Top of EXTRACT PROVIDED
Singing lifts spirits of hospital-bound cancer patients in Da Nang

'Eating is no longer a pleasure to me, but this is like a mental feast that brings hope to my mind'

Cancer patient Truong Thi Quy performs at music night with volunteers as her backup dancers.

Terminally ill cancer patients at a hospital in central Da Nang City are singing their pain away during regularly scheduled music nights designed to keep them strong both physically and mentally.

Performers in green patients’ robes singing their hearts out to an eager audience of other hospital-bound patients has become a bi-nightly event at the Da Nang Oncology Hospital.

The project, ‘Sing to be heard’, is part of the hospital’s ‘One picture, many hopes’ initiative to help patients stay optimistic and strong while undergoing treatment.

Nearly 100 of these musical nights have already been held, lifting spirits and giving hope to terminally ill patients.

Patient singers

By 4:00 pm, when the sun had nearly set, the small yard inside Da Nang Oncology Hospital was filling with an audience eager for what was sure to be a spectacular performance.

Cancer patients of all ages settled into their seats.  Those too weak to be left on their own were accompanied by a volunteer.

The energy and excitement exuded by the audience was starkly juxtaposed to their pale, exhausted appearance.  For them, even sickness and breathing tubes couldn’t spoil the performance to come.

After an opening performance by hospital volunteers, 70-year-old Truong Thi Quy was the first patient to take the stage, explaining that she’d have to finish in time for her chemotherapy session scheduled for later that night.

With one hand resting on her belly, an attempt to calm the pain of her stomach cancer, Quy mustered a performance worthy of the roaring applause that followed.

Quy said she has been a ‘regular’ at the hospital’s music nights since they first began, having been an in-patient at the hospital for three years.

“These kinds of activities help keep us strong and give us support in overcoming our pain,” Quy said. “Eating is no longer a pleasure to me, but this is like a mental feast that brings hope to my mind.”

For patient Mac Van Dieu from south-central Quang Nam Province, the music nights are as effective as medication in treating conditions.
Bottom of EXTRACT PROVIDED
## TASK LIST
(1) According to the article about the hospital music nights, how long has Truong Thi Quy been an in-patient at the Da Nang Oncology Hospital?
(2) Transcribe the portion of the article about the hospital music nights that starts with the words containing "The energy and" and ends with "for three years.".
The records have nothing to do with the article.
Top of EXTRACTED INFORMATION
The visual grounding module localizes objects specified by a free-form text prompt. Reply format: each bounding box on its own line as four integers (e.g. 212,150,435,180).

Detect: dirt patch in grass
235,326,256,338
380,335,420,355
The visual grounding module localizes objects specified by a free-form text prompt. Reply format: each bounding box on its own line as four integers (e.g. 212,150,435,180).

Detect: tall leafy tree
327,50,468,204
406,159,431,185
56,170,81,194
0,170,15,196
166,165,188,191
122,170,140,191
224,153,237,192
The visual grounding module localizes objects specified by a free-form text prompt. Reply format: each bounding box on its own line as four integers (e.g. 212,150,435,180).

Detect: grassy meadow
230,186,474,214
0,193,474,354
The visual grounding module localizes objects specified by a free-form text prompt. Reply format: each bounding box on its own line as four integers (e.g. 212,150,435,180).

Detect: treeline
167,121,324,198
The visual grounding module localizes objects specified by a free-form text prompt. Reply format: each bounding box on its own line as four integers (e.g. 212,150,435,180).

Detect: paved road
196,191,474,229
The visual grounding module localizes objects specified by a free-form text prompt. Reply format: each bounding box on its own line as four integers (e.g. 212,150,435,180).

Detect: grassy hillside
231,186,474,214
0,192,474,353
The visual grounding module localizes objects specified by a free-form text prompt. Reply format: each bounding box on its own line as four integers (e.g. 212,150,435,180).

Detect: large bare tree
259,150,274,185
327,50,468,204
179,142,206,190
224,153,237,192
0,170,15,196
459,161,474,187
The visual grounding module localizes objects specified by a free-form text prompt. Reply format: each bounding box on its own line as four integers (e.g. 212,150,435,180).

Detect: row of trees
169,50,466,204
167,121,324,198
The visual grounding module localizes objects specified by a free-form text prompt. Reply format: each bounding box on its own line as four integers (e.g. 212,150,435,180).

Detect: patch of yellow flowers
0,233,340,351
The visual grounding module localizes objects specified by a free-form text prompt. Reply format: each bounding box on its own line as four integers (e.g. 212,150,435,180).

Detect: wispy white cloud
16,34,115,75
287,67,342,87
Bottom of EXTRACTED INFORMATION
## EXERCISE RESPONSES
(1) Three years.

(2)
The energy and excitement exuded by the audience was starkly juxtaposed to their pale, exhausted appearance.  For them, even sickness and breathing tubes couldn’t spoil the performance to come.

After an opening performance by hospital volunteers, 70-year-old Truong Thi Quy was the first patient to take the stage, explaining that she’d have to finish in time for her chemotherapy session scheduled for later that night.

With one hand resting on her belly, an attempt to calm the pain of her stomach cancer, Quy mustered a performance worthy of the roaring applause that followed.

Quy said she has been a ‘regular’ at the hospital’s music nights since they first began, having been an in-patient at the hospital for three years.